Tally the lines in the records below that contain the word "with". Give only the number.

--- START OF Given information ---

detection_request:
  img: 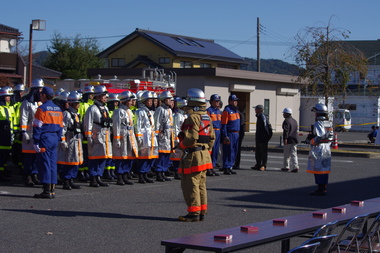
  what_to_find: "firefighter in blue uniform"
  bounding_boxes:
[33,87,63,199]
[222,95,240,175]
[207,94,222,176]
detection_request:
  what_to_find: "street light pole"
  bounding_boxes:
[28,19,46,87]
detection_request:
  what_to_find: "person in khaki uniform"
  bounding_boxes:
[178,88,215,222]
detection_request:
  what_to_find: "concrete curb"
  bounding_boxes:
[241,146,380,159]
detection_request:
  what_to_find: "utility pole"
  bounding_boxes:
[257,17,260,72]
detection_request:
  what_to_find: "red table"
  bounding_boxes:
[161,201,380,252]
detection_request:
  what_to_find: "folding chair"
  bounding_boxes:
[301,234,338,253]
[332,214,368,253]
[288,242,320,253]
[359,214,380,252]
[313,221,338,237]
[299,221,338,238]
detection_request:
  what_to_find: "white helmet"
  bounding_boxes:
[176,98,187,108]
[311,103,328,113]
[160,90,173,101]
[0,86,14,97]
[150,91,158,98]
[94,85,108,96]
[186,88,206,103]
[13,83,25,91]
[30,78,45,88]
[140,90,154,102]
[108,93,120,102]
[58,91,70,102]
[136,90,145,102]
[282,107,292,114]
[67,90,82,103]
[83,85,95,94]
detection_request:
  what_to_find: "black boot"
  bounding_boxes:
[122,173,133,185]
[310,184,327,196]
[207,169,220,176]
[174,172,182,180]
[116,174,125,185]
[161,171,172,181]
[84,170,90,180]
[70,179,82,189]
[103,170,112,180]
[139,173,145,184]
[78,170,87,182]
[96,176,110,187]
[228,168,236,175]
[32,174,41,185]
[50,184,55,199]
[34,184,53,199]
[0,171,10,182]
[110,169,117,179]
[156,171,165,182]
[90,177,99,187]
[25,175,34,187]
[143,173,154,183]
[62,179,71,190]
[223,168,231,175]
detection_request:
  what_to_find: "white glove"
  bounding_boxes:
[34,144,41,153]
[61,141,69,149]
[22,132,30,144]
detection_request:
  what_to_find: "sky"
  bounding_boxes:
[0,0,380,63]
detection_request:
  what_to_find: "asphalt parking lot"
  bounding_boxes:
[0,133,380,252]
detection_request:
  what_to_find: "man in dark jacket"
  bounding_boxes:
[251,105,273,171]
[281,108,299,172]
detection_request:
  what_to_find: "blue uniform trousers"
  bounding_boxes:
[223,132,239,168]
[60,164,79,179]
[211,130,220,168]
[88,159,107,177]
[137,159,156,173]
[114,159,134,174]
[36,133,58,184]
[22,153,38,175]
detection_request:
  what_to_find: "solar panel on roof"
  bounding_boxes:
[145,32,242,60]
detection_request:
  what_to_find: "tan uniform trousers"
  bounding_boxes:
[181,170,207,215]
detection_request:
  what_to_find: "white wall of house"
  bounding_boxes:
[334,96,380,132]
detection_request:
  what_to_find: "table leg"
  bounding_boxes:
[281,239,290,253]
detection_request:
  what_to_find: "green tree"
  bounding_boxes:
[44,33,103,79]
[292,22,367,101]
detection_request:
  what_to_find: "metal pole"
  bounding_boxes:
[257,18,261,72]
[27,24,33,87]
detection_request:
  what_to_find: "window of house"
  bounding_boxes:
[158,57,170,64]
[201,63,211,68]
[175,37,190,46]
[180,61,193,69]
[111,58,125,67]
[218,63,236,69]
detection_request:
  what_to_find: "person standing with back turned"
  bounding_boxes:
[33,87,63,199]
[281,108,299,173]
[307,104,334,196]
[178,88,215,222]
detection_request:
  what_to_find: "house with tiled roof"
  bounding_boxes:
[89,29,300,131]
[98,28,245,69]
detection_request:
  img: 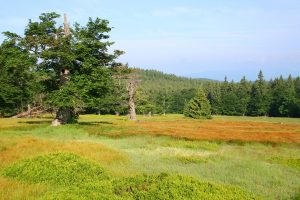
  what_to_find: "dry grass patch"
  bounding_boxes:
[132,120,300,143]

--- END OF Given information ---

**Finished task:** 2